DATA FOR THIS TASK:
• • • • • • •

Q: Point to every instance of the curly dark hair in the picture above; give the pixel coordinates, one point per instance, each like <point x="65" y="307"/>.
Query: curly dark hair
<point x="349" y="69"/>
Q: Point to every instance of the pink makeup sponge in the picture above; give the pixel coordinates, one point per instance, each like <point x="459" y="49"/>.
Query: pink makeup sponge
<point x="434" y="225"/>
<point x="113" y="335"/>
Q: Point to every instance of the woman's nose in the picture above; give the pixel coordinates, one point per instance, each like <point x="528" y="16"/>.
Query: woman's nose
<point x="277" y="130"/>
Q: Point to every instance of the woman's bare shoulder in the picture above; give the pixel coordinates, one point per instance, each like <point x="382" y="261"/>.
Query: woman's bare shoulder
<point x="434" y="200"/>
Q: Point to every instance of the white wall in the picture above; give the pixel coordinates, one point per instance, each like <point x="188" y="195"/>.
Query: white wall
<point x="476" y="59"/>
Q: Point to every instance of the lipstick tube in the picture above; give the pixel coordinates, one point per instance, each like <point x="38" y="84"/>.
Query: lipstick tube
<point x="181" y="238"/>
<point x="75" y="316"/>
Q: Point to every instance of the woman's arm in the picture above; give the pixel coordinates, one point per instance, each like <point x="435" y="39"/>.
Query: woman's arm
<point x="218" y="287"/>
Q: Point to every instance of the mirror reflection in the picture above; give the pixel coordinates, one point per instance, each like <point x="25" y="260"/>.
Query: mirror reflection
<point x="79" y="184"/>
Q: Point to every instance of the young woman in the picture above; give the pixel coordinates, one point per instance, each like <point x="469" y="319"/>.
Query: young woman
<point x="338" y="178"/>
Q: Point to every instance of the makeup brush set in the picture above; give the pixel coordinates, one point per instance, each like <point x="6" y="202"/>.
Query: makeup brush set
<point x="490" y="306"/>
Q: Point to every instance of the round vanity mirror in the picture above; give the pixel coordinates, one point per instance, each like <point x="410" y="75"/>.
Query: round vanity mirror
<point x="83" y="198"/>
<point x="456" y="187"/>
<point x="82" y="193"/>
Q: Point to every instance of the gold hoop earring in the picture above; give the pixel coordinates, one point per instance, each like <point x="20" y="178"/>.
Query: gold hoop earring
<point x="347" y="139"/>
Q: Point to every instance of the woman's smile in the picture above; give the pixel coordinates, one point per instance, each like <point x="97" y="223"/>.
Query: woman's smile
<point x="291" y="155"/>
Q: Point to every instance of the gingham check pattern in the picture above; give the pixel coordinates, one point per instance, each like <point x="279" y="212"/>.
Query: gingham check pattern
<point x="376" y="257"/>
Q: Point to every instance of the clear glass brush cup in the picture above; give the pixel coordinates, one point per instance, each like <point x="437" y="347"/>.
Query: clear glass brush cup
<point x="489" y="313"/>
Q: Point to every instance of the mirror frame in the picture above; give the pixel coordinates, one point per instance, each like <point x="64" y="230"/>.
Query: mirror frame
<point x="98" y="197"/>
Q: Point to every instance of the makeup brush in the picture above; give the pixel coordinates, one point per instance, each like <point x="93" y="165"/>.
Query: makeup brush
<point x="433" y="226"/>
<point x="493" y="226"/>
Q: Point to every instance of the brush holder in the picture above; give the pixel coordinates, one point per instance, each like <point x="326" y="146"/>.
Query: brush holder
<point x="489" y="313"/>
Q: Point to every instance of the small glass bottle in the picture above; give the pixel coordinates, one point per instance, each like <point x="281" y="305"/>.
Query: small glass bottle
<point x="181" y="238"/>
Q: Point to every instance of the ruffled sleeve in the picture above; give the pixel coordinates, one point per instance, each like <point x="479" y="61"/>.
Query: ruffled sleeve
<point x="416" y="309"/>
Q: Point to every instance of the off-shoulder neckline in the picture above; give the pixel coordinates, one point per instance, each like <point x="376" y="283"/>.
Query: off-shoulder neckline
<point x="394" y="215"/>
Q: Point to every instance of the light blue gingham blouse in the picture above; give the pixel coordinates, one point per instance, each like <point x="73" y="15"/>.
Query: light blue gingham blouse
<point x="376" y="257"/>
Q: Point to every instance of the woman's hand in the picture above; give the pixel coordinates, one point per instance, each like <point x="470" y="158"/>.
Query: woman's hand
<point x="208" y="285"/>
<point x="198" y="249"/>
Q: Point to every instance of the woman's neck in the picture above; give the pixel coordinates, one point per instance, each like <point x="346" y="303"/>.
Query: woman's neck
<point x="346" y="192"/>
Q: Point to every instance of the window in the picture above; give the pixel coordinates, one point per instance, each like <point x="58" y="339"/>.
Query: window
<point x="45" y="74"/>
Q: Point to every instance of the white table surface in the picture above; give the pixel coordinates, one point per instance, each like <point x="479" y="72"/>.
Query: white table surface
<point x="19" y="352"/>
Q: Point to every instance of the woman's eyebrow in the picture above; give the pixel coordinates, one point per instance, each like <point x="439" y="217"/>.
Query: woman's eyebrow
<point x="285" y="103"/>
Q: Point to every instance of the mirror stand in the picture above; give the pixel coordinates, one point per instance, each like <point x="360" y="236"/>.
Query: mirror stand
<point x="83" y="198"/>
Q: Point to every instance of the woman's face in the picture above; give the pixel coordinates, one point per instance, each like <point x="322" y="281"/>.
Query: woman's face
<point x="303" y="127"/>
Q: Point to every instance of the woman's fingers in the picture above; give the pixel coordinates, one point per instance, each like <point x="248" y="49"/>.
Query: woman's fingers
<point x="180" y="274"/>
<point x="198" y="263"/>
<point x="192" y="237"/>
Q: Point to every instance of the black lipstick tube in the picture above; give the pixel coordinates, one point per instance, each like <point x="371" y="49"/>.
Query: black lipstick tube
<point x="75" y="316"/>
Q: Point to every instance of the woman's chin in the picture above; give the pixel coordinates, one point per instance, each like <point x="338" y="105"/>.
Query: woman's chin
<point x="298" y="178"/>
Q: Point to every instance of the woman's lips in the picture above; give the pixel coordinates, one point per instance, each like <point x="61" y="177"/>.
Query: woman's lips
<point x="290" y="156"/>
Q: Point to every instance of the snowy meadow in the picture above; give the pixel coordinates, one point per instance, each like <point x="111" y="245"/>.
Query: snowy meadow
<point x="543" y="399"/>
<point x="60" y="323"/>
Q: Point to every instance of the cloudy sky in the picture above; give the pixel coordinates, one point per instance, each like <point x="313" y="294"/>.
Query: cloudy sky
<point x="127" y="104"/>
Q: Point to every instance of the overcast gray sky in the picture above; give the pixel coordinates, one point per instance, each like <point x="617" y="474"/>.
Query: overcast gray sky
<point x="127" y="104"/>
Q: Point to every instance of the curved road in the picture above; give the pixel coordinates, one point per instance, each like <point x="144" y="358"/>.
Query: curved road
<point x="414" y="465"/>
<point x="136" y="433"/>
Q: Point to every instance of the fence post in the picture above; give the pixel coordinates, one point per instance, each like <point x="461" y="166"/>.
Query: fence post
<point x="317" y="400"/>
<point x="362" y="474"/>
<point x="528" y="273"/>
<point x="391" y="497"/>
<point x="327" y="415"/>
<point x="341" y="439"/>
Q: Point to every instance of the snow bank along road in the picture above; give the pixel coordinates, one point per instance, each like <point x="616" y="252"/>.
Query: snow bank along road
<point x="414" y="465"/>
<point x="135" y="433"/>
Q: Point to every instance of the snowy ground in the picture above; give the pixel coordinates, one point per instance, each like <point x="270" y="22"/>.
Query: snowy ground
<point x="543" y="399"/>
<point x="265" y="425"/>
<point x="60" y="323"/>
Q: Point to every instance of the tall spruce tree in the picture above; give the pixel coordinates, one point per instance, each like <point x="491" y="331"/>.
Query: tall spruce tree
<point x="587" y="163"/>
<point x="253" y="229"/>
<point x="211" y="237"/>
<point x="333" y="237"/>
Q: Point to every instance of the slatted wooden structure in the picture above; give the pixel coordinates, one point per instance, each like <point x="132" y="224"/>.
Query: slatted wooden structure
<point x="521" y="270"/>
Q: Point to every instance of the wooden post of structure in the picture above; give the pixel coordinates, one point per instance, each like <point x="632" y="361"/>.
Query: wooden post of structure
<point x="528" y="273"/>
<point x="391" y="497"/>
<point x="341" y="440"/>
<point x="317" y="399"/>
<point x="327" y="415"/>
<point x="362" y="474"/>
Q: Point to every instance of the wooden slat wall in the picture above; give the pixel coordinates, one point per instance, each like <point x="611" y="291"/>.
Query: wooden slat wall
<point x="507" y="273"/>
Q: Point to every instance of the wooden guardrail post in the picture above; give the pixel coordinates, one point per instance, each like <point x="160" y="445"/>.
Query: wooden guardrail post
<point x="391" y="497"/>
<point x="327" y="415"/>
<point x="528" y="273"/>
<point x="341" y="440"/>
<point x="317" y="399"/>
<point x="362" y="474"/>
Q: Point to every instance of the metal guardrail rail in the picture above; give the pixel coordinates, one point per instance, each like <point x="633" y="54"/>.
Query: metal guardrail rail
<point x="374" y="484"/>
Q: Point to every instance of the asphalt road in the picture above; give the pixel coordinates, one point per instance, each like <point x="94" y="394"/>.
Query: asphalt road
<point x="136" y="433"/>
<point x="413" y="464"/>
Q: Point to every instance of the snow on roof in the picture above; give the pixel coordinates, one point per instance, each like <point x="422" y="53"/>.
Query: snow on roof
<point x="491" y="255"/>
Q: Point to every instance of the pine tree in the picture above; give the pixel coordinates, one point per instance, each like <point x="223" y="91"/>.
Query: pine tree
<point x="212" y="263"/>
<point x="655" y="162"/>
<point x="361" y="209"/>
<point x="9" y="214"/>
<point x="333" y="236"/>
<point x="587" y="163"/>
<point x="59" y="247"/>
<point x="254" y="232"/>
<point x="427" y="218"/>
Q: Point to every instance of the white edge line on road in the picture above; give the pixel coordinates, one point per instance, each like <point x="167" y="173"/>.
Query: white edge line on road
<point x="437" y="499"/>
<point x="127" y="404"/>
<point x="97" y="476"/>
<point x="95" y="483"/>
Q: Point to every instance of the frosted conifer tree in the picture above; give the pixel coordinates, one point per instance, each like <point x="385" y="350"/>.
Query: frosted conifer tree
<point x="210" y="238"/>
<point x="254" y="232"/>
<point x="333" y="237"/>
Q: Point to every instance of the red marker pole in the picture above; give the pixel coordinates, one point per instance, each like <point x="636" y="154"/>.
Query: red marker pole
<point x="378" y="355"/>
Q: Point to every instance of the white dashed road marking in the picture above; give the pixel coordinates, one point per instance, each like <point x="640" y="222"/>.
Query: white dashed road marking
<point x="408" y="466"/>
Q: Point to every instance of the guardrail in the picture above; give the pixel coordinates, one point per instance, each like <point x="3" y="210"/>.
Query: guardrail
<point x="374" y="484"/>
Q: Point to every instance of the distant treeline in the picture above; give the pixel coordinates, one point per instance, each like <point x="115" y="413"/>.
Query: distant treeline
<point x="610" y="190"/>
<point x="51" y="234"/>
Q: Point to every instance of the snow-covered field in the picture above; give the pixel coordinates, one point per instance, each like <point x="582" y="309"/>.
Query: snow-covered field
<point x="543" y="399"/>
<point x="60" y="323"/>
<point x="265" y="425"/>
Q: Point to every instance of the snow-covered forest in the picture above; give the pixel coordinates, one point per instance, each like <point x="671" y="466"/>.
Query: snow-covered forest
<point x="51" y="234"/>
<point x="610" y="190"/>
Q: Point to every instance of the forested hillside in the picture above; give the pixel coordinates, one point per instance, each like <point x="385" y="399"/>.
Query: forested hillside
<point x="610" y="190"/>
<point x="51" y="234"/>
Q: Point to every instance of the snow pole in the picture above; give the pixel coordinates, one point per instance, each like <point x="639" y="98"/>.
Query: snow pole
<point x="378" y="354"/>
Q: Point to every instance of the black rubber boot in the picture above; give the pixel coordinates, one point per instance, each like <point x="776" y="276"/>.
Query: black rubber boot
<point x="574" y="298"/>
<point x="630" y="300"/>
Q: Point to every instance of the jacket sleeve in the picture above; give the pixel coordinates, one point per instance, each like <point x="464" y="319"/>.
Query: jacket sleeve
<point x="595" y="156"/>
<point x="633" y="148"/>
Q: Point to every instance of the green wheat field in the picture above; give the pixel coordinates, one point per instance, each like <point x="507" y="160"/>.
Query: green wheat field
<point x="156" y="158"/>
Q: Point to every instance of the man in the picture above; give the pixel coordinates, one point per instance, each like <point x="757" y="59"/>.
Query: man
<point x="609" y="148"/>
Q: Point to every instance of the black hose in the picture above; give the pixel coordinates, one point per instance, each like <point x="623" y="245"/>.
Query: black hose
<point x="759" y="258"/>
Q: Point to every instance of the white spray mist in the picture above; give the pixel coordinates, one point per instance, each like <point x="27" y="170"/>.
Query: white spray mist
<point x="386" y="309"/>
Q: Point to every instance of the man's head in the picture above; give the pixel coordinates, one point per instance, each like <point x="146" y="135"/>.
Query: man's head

• • • • • • •

TASK BRIEF:
Write out again, unchanged, every line from the line containing "Q: Point to every instance of the black hose" to the final line of the material above.

REPLY TO THE EXERCISE:
Q: Point to every instance of the black hose in the picture above; give the pixel coordinates, one point per instance, each like <point x="623" y="245"/>.
Query: black hose
<point x="759" y="258"/>
Q: Point to every instance of the white spray mist in the picture above; give the pixel coordinates, one point per instance, each like <point x="27" y="170"/>.
Query: white spray mist
<point x="386" y="309"/>
Q: Point to every instance of the man's head in the picture above; give the pixel coordinates, one point per instance, each like <point x="146" y="135"/>.
Query: man's head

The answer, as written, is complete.